→ **What is expected**
Exactly retype the opening line of the entries and every line after it, ending with the line that contains "x=181 y=204". Skip all pictures.

[Photo-based referring expression data]
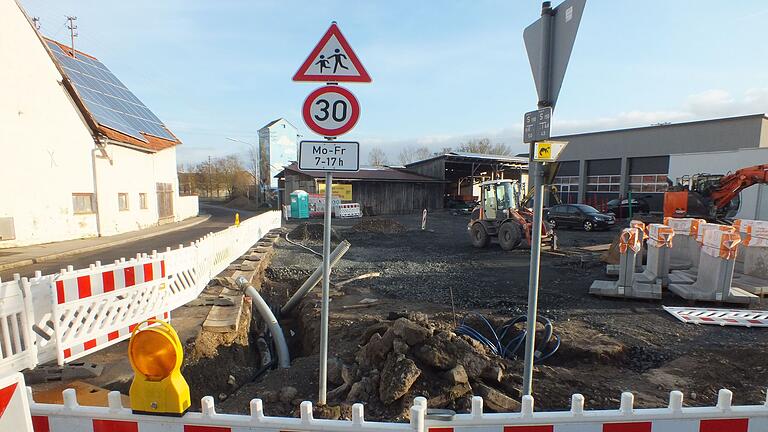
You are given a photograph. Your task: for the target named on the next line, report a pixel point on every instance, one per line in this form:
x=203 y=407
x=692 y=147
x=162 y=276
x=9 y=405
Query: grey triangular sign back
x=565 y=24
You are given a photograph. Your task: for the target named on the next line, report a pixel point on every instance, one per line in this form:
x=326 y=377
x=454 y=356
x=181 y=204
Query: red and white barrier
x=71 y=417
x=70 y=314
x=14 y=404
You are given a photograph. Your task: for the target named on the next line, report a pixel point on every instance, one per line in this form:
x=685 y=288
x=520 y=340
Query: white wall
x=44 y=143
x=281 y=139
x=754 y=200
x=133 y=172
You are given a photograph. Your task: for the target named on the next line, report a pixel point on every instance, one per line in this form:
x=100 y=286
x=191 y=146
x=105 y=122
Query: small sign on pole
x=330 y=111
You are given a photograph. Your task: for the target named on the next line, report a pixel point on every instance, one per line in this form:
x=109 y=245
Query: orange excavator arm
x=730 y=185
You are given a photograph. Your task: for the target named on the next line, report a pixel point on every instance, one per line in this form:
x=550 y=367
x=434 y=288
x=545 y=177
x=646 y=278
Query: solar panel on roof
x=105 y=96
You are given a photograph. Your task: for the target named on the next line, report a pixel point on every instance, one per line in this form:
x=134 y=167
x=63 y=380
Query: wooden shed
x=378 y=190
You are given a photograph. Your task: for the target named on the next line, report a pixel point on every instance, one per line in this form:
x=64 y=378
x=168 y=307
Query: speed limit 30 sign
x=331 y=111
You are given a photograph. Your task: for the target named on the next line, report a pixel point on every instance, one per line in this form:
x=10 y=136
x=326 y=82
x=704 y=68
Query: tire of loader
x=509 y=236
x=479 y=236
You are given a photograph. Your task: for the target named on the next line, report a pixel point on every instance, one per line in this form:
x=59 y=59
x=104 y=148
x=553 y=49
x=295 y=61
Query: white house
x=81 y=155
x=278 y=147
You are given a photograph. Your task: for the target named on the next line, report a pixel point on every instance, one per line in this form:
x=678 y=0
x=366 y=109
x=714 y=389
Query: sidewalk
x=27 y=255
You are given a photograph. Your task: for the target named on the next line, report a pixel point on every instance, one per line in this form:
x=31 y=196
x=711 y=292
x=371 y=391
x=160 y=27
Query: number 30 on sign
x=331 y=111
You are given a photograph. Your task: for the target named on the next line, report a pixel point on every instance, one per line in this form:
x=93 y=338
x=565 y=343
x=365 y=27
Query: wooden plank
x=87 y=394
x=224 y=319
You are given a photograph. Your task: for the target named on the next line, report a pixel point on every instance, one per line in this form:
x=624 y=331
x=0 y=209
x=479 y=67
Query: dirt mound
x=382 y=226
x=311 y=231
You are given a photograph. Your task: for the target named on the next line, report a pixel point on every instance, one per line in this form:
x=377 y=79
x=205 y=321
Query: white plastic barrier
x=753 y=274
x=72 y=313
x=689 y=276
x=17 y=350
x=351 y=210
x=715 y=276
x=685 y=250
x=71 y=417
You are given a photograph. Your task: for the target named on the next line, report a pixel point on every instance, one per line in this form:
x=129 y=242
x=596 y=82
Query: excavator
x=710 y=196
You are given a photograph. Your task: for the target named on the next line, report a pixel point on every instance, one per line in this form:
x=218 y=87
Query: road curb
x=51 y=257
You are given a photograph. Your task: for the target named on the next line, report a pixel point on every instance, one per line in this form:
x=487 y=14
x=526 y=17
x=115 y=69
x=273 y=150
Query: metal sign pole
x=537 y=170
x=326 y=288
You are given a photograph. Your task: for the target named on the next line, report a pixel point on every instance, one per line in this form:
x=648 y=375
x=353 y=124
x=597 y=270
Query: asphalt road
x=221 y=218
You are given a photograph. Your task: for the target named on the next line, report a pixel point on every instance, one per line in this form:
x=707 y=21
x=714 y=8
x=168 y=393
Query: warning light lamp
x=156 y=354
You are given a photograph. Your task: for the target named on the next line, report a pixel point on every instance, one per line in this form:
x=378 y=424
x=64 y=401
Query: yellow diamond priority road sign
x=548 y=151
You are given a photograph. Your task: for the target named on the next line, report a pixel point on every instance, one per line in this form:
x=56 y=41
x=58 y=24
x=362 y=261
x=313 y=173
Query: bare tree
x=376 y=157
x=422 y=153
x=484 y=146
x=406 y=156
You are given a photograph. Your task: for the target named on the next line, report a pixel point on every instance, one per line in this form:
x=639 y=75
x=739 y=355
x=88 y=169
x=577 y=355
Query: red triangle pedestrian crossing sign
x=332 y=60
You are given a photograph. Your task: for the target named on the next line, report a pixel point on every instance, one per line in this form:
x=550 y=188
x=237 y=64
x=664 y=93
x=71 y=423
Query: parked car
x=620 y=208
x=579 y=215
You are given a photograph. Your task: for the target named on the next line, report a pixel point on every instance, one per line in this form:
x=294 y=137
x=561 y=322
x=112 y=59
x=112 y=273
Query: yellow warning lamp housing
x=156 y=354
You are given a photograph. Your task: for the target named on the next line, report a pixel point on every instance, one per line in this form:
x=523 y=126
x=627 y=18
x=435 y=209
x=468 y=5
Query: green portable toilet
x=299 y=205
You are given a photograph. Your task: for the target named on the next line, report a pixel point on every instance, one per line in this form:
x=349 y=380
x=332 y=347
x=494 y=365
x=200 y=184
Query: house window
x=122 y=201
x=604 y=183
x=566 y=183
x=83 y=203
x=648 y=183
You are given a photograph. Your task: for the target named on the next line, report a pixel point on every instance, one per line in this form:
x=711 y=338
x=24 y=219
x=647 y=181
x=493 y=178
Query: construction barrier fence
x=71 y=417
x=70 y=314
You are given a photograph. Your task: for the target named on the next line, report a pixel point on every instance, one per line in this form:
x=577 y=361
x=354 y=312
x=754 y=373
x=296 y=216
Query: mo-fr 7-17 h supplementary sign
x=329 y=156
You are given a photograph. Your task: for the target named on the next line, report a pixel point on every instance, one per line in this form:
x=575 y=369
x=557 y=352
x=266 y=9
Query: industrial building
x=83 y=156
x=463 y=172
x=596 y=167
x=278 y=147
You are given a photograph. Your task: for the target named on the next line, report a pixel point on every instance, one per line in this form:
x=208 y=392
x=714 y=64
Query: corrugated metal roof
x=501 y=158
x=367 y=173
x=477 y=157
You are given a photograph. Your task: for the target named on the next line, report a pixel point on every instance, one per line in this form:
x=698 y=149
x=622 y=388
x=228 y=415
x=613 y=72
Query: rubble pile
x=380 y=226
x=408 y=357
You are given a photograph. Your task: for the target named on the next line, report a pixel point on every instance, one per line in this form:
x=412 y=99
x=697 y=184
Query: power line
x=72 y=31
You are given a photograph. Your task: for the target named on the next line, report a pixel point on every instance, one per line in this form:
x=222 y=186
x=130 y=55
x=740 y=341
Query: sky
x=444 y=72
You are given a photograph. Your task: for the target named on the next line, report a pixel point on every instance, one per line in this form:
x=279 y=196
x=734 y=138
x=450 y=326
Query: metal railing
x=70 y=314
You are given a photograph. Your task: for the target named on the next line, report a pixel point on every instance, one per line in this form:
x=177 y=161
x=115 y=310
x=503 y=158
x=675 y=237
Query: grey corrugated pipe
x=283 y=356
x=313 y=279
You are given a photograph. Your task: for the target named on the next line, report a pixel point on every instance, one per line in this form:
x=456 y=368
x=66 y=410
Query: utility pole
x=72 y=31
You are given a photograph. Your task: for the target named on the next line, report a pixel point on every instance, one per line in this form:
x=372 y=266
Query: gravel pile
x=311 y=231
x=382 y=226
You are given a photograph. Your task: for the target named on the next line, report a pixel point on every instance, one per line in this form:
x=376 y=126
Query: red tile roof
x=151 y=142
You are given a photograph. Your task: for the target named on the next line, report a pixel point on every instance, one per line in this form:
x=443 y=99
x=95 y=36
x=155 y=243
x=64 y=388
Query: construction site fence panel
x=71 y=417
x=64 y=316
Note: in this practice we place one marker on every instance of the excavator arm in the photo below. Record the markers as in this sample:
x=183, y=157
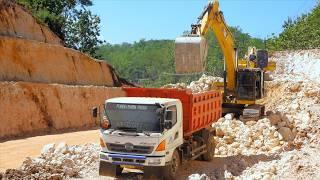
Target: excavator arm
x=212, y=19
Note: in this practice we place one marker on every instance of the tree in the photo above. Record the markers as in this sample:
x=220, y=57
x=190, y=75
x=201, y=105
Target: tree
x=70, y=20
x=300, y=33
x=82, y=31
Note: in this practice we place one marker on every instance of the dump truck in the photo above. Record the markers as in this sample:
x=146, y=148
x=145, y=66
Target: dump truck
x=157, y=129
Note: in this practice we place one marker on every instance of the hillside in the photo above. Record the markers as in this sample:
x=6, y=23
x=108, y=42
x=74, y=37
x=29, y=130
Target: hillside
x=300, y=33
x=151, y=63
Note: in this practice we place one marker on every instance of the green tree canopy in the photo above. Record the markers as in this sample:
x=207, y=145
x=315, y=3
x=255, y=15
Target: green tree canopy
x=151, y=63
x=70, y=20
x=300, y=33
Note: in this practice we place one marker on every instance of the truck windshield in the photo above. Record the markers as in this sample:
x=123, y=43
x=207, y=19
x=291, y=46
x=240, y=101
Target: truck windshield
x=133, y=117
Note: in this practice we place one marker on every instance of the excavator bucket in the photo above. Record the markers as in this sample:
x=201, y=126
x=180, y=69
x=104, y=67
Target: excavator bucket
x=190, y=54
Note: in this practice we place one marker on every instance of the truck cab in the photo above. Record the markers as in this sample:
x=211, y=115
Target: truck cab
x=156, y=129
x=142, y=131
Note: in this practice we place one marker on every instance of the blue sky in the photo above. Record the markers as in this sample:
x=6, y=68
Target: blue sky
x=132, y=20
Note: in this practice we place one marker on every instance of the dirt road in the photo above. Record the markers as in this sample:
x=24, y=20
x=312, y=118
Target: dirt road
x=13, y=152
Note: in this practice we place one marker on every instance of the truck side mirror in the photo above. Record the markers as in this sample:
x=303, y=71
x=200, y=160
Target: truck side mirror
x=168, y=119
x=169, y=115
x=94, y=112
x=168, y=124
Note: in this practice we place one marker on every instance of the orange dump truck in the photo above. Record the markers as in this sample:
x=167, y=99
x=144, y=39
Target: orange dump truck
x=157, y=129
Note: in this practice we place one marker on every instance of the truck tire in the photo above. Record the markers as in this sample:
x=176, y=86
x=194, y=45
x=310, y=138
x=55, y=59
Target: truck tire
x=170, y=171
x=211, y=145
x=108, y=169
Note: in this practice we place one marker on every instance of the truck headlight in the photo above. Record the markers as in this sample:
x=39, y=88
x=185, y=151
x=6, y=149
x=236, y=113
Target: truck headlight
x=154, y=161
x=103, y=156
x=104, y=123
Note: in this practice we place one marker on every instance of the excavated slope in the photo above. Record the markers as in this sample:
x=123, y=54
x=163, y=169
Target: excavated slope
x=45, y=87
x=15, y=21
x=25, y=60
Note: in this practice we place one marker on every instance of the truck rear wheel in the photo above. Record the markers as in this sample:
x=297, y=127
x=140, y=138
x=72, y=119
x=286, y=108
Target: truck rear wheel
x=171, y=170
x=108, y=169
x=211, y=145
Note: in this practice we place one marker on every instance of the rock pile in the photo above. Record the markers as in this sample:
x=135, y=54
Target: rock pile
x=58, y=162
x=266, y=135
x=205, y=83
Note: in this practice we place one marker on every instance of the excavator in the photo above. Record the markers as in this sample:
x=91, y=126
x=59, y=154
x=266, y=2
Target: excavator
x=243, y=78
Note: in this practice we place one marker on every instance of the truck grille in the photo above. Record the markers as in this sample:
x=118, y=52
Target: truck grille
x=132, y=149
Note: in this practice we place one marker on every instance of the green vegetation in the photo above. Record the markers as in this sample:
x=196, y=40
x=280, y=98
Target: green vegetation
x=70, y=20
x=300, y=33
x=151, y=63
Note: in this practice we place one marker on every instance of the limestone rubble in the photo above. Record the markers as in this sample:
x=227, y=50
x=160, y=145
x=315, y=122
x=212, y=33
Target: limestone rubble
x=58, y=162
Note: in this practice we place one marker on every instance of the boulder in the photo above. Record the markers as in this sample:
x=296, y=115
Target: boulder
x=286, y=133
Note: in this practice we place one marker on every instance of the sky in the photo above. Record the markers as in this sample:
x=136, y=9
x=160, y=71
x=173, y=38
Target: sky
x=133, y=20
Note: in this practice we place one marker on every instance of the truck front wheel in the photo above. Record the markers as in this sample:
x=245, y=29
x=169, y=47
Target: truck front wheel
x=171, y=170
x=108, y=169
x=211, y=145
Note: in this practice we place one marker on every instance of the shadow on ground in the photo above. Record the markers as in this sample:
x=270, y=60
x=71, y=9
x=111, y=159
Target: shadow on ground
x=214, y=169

→ **Response area**
You are given a photograph. Your task: for the target named on the next line, report a pixel point on every instance, one per line in this form:
x=203 y=407
x=692 y=147
x=162 y=276
x=9 y=405
Query: grey triangular sign back
x=565 y=24
You are given a photograph. Your task: for the target named on the next line, report a pixel point on every instance, one per line in this form:
x=326 y=377
x=454 y=356
x=181 y=204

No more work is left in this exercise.